##### FRAGMENTO SELECCIONADO #####

El Telégrafo
Ecuador / Miércoles, 27 de Agosto de 2025

En julio del año pasado, a pocos días de que Mick Jagger cumpliera sus hiperquinéticos 70 años, los Rolling Stones volvieron a la locación de uno de sus shows más legendarios y a la vez más tristes: Hyde Park. Fue en ese parque del centro de Londres donde Mick Taylor debutó como el nuevo guitarrista de la banda. Era 1969 y se trataba del primer cambio de alineación en la historia del grupo más longevo del rock. Apenas 2 días antes había muerto Brian Jones –fundador y líder espiritual de la banda– en circunstancias que hasta la fecha resultan turbias y sospechosas. (Fue hallado sin vida al fondo de su piscina en Cotchford Farm y se sigue diciendo que pudo tratarse de un asesinato de alguna forma encubierto por Jagger/Richards para no manchar la marca Stone y su futuro). Si bien para la banda que firmó el catálogo de los excesos del rock se trató de todo un evento el volver a tocar en el antiguo parque, lo que realmente sorprende es que hayan lanzado el disco en vivo de ese concierto apenas 2 semanas luego de ocurrido. Por si fuera poco, los Stones publicaron la filmación del espectáculo en DVD y Blu-Ray además de estrenar una versión para el cine. Productividad ante todo. A la final –si nos ponemos realistas y grises– esta eficiencia quizá tenga que ver menos con la alta velocidad del rock and roll que con la avanzada edad del conjunto (entre todos los integrantes actuales suman 330 años), es decir, con los ya relativamente pocos años que les quedan para seguir siendo sus majestades satánicas y seguir multiplicando dólares con la lengua afuera.

##### DATOS DISPONIBLES #####

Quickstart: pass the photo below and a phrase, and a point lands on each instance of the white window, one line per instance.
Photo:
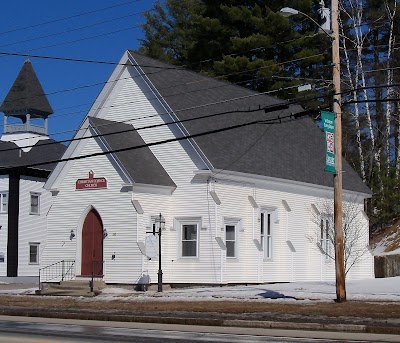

#####

_EJERCICIOS ESCRITOS_:
1 > ¿Dónde fue hallado sin vida Brian Jones, según el fragmento seleccionado?
2 > Enumere todos los formatos en los que, según el fragmento seleccionado, los Rolling Stones publicaron o estrenaron el concierto del año pasado en Hyde Park.
El listado no se usa en ninguna de estas actividades.

_SOLUCIONES_:
1 > Al fondo de su piscina en Cotchford Farm.

2 > Disco en vivo, DVD, Blu-Ray y versión para el cine.